Lay out the part of the rows that opens with the line containing "Note: for every instance of the parked" and closes with the line containing "Query: parked car roof antenna", both ends included, as a Markdown table with the columns Number and Line. Leave out any blank lines.

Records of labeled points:
•••
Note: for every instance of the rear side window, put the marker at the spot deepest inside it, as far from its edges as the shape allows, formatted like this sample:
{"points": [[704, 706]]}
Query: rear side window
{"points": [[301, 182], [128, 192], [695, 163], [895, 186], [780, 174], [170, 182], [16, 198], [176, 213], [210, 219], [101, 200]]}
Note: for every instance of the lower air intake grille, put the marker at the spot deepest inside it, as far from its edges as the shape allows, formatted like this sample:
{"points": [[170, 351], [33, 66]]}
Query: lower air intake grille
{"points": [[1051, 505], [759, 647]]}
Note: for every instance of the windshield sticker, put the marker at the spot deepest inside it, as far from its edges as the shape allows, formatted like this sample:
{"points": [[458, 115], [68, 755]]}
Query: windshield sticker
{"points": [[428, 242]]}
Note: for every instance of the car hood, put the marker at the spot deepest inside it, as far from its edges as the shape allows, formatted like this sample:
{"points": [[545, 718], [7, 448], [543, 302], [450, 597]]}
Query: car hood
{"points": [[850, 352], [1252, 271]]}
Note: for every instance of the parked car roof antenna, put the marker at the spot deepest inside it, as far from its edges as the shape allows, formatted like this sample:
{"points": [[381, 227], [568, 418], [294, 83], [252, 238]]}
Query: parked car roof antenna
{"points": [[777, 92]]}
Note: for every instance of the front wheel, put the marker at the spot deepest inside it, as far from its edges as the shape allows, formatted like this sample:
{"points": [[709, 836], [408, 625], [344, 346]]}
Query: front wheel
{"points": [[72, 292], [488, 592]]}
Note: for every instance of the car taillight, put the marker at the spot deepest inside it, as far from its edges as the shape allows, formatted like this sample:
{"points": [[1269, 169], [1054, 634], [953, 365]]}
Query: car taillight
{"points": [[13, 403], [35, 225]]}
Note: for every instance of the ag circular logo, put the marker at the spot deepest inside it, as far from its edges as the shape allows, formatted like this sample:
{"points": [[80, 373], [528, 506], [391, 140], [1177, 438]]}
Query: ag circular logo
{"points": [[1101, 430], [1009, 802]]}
•••
Exercise result:
| Number | Line |
|---|---|
| 1 | Note: for every instance of the parked car roof antenna, put the marker at the spot deepest inside it, as far from its edges as the shape allows, formatted like this sample: |
| 2 | {"points": [[381, 227], [568, 418], [294, 83], [252, 238]]} |
| 3 | Query: parked car roof antenna |